● JOBS
A: Transcribe everything in the passage on teens and screen use below, from "When young people" down to "be very influential.".
B: According to the passage on teens and screen use below, why can posting on social networks limit a teen's identity development? Answer in one to three sentences.
C: List the qualities that the passage on teens and screen use below says teens may lack because technology makes many things easier.

● QUOTED TEXT
::::::

Read Screens and Teens Online

Authors: Kathy Koch

Screens and Teens (2 page)

For some teens, screen use has contributed to an underdeveloped identity. They may be devoting so much time to gaming and staying connected with “friends” that they don't have time or desire to broaden their interests or learn new skills, which would grow and solidify their identity. Also, because technology makes many things easier, they may be lacking the perseverance, diligence, and teachability that are often essential for adding to their skill sets and character development. Posting on social networks can limit identity development because the tendency is for posts to acknowledge only certain aspects of their lives. That means friends and family can only provide comments or ask questions about those elements—the ones the teens choose to show. For example, they may post often about their musical interests and never mention that they volunteer at an animal shelter.
As time goes by and no friends acknowledge or support the teen's interest in animal rescue, the teen may begin to devalue that interest and let it wane.

When young people interact with many people on social media platforms, their identity can get confused. Many of the people whose posts they follow don't even know them personally. Those writers are just making general statements about their generation. Yet their words can be very influential.

Words—even words tossed off casually on a social media venue—can strongly affect our teens. If someone whose opinion your daughter values makes a disparaging comment about her writing, she may dismiss her writing ability as unimportant. If she likes a particular sports team but finds out very few other people do, she may decide her inclination was wrong. In a matter of minutes, she can transition from believing one thing about herself to another. This shift in identity negatively influences security because she appears to be inconsistent.

Your son may “like” a musical group one day, and being a fan becomes part of his identity. After he finds out someone he values doesn't like that group, he'll quickly “unlike” them. But what about his friends who were glad he liked that group? Now they're confused and may communicate that to your son. They might actually be disappointed or angry. Now your son will experience the stress associated with trying to keep everyone happy.

::::::

● ENTRIES SHOWN
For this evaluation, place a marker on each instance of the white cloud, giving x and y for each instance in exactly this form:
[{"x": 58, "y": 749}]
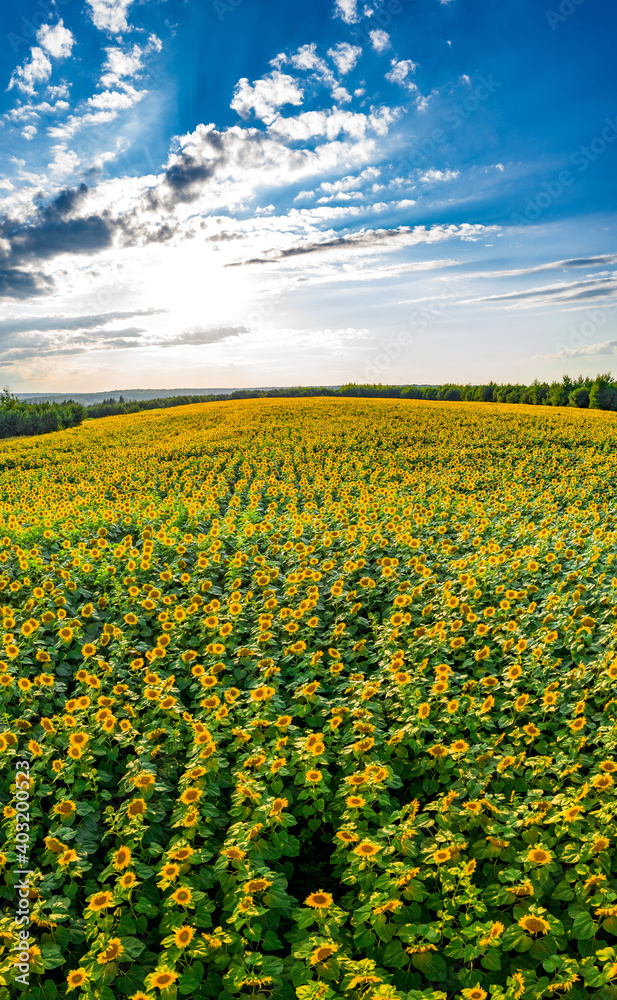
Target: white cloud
[
  {"x": 58, "y": 91},
  {"x": 121, "y": 64},
  {"x": 432, "y": 175},
  {"x": 380, "y": 39},
  {"x": 264, "y": 97},
  {"x": 590, "y": 350},
  {"x": 56, "y": 40},
  {"x": 113, "y": 100},
  {"x": 401, "y": 71},
  {"x": 28, "y": 76},
  {"x": 109, "y": 15},
  {"x": 331, "y": 123},
  {"x": 350, "y": 181},
  {"x": 345, "y": 56},
  {"x": 347, "y": 11}
]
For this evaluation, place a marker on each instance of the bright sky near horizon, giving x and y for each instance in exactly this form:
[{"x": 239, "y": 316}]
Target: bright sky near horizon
[{"x": 245, "y": 193}]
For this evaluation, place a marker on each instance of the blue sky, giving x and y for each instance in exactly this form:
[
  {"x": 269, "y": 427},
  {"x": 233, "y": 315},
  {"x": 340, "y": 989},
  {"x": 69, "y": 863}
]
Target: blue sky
[{"x": 241, "y": 192}]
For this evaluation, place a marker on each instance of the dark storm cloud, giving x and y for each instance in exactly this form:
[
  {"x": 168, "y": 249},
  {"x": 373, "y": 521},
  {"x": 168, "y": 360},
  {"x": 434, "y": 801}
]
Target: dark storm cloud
[
  {"x": 204, "y": 336},
  {"x": 65, "y": 203},
  {"x": 574, "y": 291},
  {"x": 373, "y": 237},
  {"x": 18, "y": 284},
  {"x": 27, "y": 324}
]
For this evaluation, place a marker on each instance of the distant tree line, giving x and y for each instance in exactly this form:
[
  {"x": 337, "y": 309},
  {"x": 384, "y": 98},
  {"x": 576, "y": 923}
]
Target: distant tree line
[
  {"x": 19, "y": 418},
  {"x": 598, "y": 393}
]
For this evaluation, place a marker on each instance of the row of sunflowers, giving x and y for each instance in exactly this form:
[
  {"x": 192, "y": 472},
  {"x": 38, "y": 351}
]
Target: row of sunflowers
[{"x": 311, "y": 699}]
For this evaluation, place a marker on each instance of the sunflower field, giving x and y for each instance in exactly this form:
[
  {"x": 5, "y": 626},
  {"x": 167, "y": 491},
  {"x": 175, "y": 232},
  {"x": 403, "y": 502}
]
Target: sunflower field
[{"x": 310, "y": 699}]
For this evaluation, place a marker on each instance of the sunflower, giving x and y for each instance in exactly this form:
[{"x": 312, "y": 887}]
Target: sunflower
[
  {"x": 257, "y": 885},
  {"x": 366, "y": 849},
  {"x": 233, "y": 853},
  {"x": 347, "y": 836},
  {"x": 190, "y": 796},
  {"x": 534, "y": 925},
  {"x": 608, "y": 766},
  {"x": 111, "y": 953},
  {"x": 76, "y": 978},
  {"x": 136, "y": 808},
  {"x": 122, "y": 858},
  {"x": 162, "y": 979},
  {"x": 183, "y": 936},
  {"x": 323, "y": 953},
  {"x": 100, "y": 901},
  {"x": 442, "y": 855},
  {"x": 65, "y": 808},
  {"x": 538, "y": 856},
  {"x": 355, "y": 801},
  {"x": 319, "y": 900},
  {"x": 182, "y": 896}
]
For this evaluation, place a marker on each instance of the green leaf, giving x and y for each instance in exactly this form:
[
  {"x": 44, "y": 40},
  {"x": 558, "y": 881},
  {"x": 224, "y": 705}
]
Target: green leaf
[
  {"x": 583, "y": 926},
  {"x": 394, "y": 956},
  {"x": 515, "y": 939}
]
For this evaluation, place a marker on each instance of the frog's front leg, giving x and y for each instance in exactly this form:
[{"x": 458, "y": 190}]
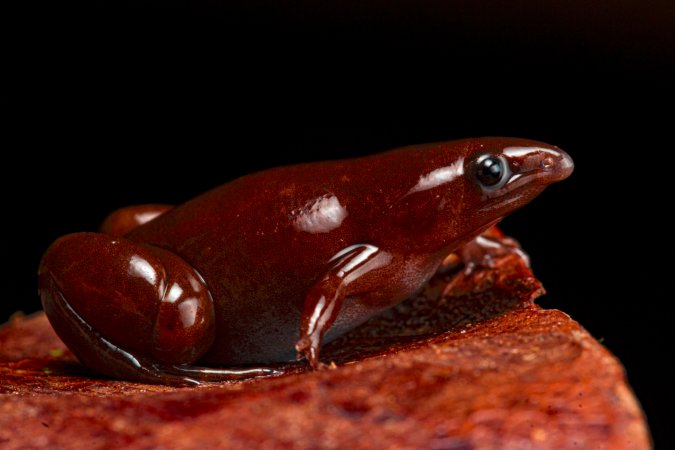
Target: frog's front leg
[
  {"x": 123, "y": 220},
  {"x": 130, "y": 310},
  {"x": 324, "y": 300}
]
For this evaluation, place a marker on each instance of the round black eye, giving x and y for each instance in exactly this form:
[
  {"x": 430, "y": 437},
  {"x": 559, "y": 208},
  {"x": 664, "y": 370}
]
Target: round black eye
[{"x": 491, "y": 172}]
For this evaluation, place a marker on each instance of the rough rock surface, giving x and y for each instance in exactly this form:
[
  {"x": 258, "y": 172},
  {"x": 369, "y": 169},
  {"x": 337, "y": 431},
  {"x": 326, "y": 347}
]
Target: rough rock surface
[{"x": 470, "y": 363}]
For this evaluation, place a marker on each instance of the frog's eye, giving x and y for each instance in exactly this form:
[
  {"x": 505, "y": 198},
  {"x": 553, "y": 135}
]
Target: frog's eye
[{"x": 492, "y": 172}]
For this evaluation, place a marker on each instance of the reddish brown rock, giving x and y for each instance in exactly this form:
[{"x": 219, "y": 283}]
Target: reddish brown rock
[{"x": 484, "y": 368}]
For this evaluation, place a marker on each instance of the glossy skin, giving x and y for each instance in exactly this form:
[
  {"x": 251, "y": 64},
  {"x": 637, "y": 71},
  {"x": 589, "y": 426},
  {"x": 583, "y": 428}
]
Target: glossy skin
[{"x": 278, "y": 262}]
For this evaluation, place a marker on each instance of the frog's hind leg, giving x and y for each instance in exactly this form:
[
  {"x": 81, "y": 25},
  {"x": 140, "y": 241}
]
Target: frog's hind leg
[
  {"x": 123, "y": 220},
  {"x": 131, "y": 311}
]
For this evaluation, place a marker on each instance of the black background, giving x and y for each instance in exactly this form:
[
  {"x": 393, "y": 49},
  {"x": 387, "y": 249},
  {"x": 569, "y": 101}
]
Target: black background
[{"x": 124, "y": 106}]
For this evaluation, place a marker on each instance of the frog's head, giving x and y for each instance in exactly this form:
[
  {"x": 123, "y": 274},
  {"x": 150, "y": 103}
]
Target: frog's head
[{"x": 503, "y": 174}]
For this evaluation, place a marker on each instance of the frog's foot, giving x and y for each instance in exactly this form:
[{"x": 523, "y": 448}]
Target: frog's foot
[
  {"x": 131, "y": 311},
  {"x": 482, "y": 252},
  {"x": 123, "y": 220}
]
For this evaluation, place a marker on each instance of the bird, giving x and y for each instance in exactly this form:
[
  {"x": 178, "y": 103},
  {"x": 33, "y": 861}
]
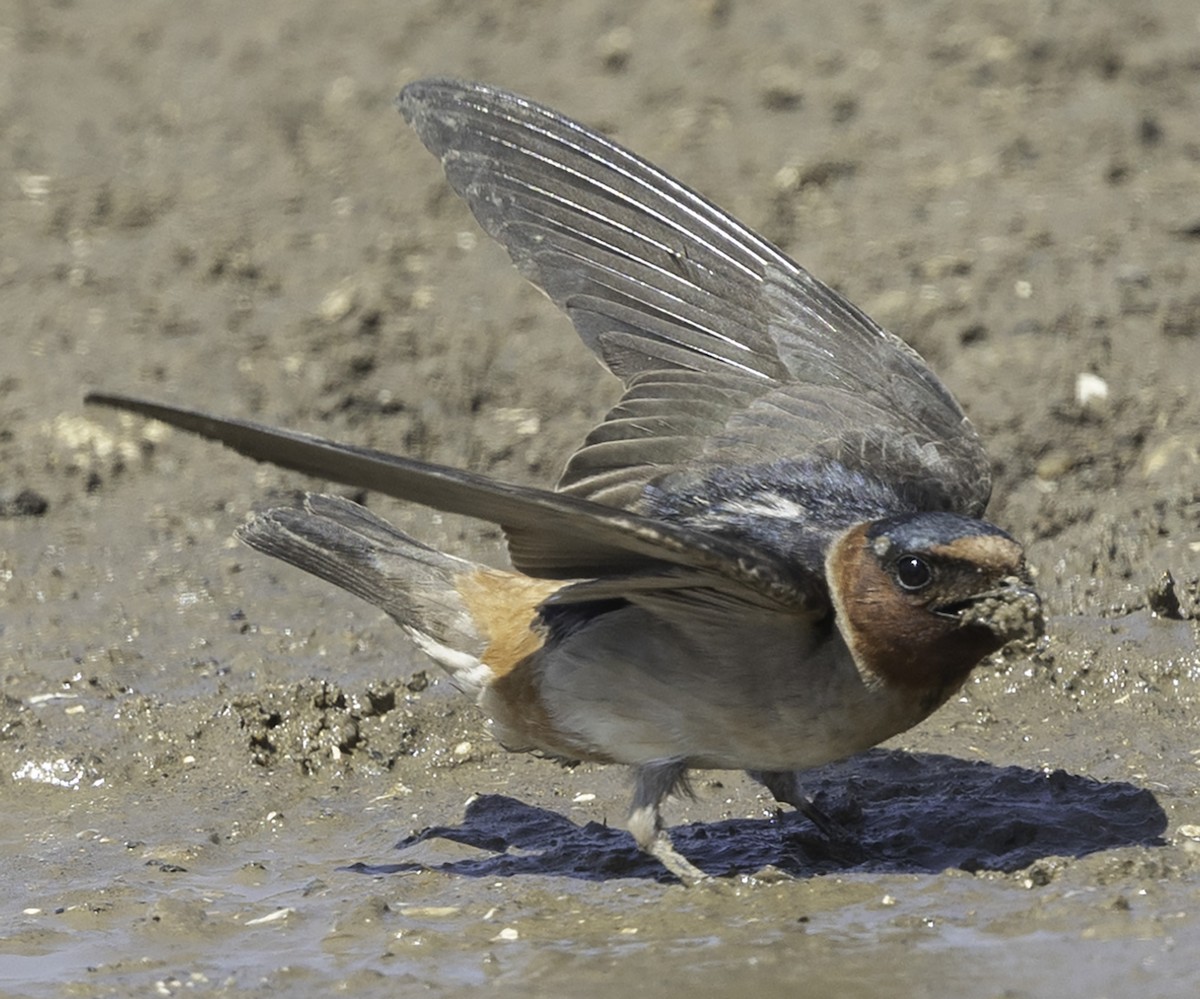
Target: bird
[{"x": 769, "y": 555}]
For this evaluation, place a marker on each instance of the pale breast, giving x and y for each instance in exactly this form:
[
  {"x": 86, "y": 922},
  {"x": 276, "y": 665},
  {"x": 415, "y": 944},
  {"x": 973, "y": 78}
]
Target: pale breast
[{"x": 761, "y": 692}]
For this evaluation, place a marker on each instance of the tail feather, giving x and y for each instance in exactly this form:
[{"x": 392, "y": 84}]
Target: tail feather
[{"x": 475, "y": 622}]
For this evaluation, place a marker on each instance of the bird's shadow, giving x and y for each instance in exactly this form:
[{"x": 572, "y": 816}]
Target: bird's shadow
[{"x": 900, "y": 812}]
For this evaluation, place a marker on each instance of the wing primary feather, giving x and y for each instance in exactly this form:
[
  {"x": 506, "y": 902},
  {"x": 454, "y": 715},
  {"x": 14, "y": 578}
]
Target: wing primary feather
[{"x": 575, "y": 537}]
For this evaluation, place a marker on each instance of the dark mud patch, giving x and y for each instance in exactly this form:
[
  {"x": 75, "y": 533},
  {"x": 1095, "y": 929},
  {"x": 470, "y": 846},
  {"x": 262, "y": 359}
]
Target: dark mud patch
[{"x": 905, "y": 813}]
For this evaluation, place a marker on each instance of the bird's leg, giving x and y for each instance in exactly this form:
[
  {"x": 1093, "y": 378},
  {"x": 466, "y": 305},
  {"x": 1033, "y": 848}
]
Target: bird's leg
[
  {"x": 785, "y": 787},
  {"x": 653, "y": 783}
]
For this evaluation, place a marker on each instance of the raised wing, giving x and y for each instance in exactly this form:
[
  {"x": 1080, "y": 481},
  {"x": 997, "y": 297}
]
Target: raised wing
[{"x": 732, "y": 354}]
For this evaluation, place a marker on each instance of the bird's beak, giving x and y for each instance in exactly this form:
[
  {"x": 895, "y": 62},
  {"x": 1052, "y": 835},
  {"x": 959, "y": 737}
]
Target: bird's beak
[{"x": 1012, "y": 610}]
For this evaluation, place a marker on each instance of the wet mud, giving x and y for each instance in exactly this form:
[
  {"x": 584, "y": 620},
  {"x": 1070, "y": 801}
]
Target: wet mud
[{"x": 220, "y": 777}]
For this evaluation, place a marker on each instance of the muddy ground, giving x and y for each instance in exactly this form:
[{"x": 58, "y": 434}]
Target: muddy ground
[{"x": 208, "y": 759}]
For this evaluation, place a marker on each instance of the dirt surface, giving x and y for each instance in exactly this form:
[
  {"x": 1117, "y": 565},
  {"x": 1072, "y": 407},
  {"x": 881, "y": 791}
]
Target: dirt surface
[{"x": 208, "y": 759}]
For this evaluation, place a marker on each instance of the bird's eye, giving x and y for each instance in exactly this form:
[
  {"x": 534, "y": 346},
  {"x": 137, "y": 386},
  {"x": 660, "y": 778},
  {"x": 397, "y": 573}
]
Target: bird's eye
[{"x": 913, "y": 572}]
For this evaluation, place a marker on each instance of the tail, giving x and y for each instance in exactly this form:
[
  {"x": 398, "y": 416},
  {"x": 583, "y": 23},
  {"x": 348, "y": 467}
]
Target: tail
[{"x": 478, "y": 623}]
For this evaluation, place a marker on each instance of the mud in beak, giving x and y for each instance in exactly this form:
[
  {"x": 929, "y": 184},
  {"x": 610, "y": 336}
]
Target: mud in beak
[{"x": 1012, "y": 611}]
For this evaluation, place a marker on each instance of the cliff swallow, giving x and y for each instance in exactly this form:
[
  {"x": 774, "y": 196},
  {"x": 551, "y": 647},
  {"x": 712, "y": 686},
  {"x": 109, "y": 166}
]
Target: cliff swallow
[{"x": 768, "y": 556}]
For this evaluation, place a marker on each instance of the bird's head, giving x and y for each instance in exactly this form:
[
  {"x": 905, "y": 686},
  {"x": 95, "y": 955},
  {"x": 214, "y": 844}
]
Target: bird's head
[{"x": 922, "y": 598}]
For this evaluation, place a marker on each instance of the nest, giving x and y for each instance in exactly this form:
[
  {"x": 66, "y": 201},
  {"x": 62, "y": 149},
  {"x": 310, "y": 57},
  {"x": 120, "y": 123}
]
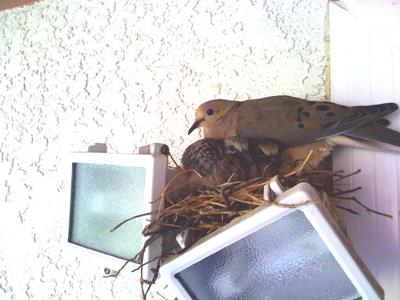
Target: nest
[{"x": 194, "y": 214}]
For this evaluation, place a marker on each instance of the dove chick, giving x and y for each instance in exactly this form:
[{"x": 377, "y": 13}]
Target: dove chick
[
  {"x": 211, "y": 165},
  {"x": 281, "y": 159},
  {"x": 262, "y": 157},
  {"x": 292, "y": 121}
]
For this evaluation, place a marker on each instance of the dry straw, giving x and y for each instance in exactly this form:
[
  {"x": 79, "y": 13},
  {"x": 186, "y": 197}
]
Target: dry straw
[{"x": 196, "y": 213}]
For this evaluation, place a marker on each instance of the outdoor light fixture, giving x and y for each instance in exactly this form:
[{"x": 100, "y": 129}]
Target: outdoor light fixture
[
  {"x": 275, "y": 253},
  {"x": 105, "y": 190}
]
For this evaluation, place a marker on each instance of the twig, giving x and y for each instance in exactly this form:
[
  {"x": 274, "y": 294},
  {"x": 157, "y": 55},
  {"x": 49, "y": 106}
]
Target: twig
[
  {"x": 129, "y": 219},
  {"x": 364, "y": 206}
]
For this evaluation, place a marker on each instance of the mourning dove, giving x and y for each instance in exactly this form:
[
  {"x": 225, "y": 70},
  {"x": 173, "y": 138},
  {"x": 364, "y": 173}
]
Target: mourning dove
[
  {"x": 293, "y": 121},
  {"x": 211, "y": 164},
  {"x": 261, "y": 157}
]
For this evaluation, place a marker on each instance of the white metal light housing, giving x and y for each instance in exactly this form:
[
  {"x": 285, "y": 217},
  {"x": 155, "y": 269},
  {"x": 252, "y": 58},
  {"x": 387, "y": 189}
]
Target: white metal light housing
[
  {"x": 275, "y": 253},
  {"x": 106, "y": 189}
]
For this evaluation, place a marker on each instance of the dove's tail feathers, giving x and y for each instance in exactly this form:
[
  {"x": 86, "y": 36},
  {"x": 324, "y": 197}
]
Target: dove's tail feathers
[
  {"x": 341, "y": 140},
  {"x": 376, "y": 133},
  {"x": 382, "y": 109}
]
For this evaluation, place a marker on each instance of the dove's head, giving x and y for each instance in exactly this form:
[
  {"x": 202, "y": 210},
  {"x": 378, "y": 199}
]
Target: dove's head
[{"x": 210, "y": 113}]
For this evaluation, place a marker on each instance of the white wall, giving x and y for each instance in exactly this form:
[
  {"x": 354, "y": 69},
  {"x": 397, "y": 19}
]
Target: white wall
[
  {"x": 365, "y": 64},
  {"x": 126, "y": 73}
]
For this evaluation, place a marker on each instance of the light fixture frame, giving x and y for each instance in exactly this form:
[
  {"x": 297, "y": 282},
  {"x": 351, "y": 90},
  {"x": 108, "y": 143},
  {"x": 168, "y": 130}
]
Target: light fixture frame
[
  {"x": 316, "y": 213},
  {"x": 155, "y": 180}
]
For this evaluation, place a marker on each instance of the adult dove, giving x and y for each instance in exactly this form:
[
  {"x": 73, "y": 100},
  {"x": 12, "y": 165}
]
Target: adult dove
[
  {"x": 211, "y": 164},
  {"x": 292, "y": 121}
]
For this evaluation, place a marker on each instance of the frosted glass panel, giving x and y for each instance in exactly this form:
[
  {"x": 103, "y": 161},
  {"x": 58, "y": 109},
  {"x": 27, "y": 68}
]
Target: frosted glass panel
[
  {"x": 102, "y": 197},
  {"x": 284, "y": 260}
]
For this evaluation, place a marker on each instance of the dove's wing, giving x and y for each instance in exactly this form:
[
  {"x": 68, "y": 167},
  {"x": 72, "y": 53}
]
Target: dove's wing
[{"x": 295, "y": 121}]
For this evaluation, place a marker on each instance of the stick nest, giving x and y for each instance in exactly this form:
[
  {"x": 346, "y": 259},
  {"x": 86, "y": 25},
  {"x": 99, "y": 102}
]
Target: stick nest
[{"x": 196, "y": 213}]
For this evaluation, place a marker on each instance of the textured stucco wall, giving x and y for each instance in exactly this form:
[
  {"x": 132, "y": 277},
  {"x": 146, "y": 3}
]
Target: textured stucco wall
[{"x": 126, "y": 73}]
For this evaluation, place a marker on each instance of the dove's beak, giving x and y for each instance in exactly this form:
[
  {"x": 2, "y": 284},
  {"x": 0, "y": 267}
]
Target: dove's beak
[{"x": 195, "y": 125}]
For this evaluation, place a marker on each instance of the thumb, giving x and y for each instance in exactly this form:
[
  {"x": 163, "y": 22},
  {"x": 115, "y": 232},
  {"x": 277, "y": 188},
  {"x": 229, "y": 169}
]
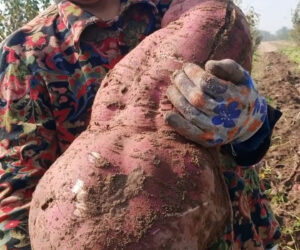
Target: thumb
[{"x": 227, "y": 70}]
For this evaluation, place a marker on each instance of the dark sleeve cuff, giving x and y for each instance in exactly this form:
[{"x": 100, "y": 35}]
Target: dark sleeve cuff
[{"x": 253, "y": 150}]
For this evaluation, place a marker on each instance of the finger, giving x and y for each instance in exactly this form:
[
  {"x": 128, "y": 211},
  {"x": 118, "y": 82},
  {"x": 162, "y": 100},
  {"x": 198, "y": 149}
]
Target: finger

::::::

● SOLUTION LIST
A:
When young people interact with many people on social media platforms, their identity can get confused. Many of the people whose posts they follow don't even know them personally. Those writers are just making general statements about their generation. Yet their words can be very influential.

B: Posts tend to show only certain aspects of a teen's life, so friends and family can comment on or ask about only the parts the teen chooses to show. Interests that are never posted, such as volunteering at an animal shelter, get no acknowledgment or support, and the teen may come to devalue them and let them fade.

C:
- Perseverance
- Diligence
- Teachability